(Segmentation mask data)

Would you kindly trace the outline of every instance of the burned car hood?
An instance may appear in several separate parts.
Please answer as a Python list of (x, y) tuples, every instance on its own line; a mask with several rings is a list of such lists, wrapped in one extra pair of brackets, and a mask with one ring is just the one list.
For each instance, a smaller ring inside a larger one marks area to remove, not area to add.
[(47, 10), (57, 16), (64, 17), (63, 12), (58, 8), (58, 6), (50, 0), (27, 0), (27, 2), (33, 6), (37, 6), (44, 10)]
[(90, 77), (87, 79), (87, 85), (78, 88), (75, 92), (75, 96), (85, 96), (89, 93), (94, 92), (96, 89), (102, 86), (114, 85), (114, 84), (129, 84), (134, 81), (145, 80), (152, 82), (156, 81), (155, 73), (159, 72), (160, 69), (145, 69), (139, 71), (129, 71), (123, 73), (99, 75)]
* * *
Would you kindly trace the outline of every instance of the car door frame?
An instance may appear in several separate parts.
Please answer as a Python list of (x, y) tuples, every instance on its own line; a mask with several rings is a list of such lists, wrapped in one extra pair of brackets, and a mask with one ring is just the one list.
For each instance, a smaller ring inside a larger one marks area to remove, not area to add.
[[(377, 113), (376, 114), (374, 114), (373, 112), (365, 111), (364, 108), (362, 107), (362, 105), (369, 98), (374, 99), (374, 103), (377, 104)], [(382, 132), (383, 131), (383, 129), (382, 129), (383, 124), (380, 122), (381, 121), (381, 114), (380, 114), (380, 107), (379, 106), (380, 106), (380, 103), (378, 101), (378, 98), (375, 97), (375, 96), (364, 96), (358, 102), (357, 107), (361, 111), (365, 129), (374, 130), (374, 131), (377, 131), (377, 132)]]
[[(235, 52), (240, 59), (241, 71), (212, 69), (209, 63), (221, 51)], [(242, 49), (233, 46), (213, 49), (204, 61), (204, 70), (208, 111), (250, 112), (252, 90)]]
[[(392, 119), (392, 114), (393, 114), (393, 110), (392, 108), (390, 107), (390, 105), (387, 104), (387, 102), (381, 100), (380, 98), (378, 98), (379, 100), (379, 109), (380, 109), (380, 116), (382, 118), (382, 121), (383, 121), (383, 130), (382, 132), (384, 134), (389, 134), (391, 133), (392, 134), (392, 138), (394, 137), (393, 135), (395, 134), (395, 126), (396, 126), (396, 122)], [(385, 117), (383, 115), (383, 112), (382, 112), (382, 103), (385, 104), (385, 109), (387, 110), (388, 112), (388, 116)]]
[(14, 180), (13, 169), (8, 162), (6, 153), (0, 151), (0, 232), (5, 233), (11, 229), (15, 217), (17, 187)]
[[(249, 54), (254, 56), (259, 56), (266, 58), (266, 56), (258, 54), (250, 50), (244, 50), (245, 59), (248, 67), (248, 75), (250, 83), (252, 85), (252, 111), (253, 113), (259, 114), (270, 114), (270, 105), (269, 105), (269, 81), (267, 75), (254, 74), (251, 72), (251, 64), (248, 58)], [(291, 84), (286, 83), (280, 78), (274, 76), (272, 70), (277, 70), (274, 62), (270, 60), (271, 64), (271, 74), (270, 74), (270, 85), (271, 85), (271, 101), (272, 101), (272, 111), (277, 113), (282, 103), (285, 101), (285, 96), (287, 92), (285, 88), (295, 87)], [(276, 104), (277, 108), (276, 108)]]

AIM OF THE EXERCISE: Check which lines of the entries hold the word "Would", then please give only how many there are.

SOLUTION TO THE PROBLEM: 2